### Text provided:
One basic idea I got from The Black Swan is that, if we are only speaking of the world financial system, there have been more and more elements built into it by "experts" who don't know what they're doing; they've fallen in love with their data, which happens to say what their bosses wanted it to say. Consequently, because of Internet, the world system is far more complex and intertwined than ever, and a basic level of fragility or brittleness has been built into the system; all we do realistically is try to weed out as much of the too-high-risk aspects in order to make the system a bit more robust. Beyond that, we simply do not know...Taleb admits he doesn't know. He doesn't pretend he knows more than he knows. Personally, that's my kind of intellectual.

I could go on and on about the ideas in Taleb's book, and quote from it. But look back at the beginning of this post, when I quoted Taleb on quoting to support one's own argument. To go on would be fruitless. I've long been a Discordian, and I can pull the wool over my own eyes as well as anyone else!
(Okay, that was a Church of the Subgenius line, but we're all one big Erisian family that must "stick apart," eh?)

I will leave you with a short video of Nassim, if only to so you can get the flavor of the guy:




3 comments:

Ellie K said...

### Record excerpts:

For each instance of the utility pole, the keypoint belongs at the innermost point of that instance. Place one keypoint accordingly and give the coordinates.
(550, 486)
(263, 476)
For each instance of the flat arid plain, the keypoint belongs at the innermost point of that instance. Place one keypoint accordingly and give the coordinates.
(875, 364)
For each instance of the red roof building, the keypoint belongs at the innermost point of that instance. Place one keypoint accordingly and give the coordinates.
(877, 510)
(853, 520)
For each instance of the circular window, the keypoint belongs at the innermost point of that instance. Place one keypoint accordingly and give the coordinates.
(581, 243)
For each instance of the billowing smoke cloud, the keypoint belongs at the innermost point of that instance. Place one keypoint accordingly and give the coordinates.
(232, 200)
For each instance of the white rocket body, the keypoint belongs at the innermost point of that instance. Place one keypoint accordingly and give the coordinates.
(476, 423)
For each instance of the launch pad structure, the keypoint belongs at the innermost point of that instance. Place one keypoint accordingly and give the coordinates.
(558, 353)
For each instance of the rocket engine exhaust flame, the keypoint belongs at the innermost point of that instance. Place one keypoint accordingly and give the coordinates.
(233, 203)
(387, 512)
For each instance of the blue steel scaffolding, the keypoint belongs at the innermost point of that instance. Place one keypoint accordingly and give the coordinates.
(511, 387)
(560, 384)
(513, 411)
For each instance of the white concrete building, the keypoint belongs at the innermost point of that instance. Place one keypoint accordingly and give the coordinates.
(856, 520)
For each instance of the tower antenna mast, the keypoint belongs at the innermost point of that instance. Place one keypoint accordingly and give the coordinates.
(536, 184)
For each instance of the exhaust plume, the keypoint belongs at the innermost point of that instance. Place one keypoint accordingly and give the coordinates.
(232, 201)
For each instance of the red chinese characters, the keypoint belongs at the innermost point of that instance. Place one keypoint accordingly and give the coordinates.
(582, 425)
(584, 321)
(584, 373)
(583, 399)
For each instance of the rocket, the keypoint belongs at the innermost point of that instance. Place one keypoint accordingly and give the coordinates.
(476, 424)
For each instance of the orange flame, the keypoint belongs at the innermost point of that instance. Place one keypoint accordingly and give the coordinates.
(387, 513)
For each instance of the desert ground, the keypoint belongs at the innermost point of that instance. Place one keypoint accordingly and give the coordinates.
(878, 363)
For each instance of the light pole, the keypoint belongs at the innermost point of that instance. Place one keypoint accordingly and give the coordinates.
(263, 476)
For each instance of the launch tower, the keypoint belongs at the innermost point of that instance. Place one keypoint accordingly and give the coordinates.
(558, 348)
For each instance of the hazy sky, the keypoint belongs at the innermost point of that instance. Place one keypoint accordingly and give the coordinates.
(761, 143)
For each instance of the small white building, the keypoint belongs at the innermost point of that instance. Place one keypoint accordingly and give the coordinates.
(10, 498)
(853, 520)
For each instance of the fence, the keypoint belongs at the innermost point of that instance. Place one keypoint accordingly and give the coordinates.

### Task directions:
Condense the paragraph beginning "One basic idea I got from The Black Swan" in the blog post above about The Black Swan into a short bulleted list that keeps its main points.

### Response to the exercise:
- A key idea from The Black Swan: the world financial system has been filled with elements added by "experts" who don't know what they're doing and who love data that tells their bosses what they want to hear.
- Because of the Internet, the system is more complex and intertwined than ever, with fragility built into it.
- Realistically, the most that can be done is to weed out the highest-risk parts to make the system somewhat more robust; beyond that, no one knows.
- Taleb admits he doesn't know and doesn't claim to know more than he does, which makes him the writer's kind of intellectual.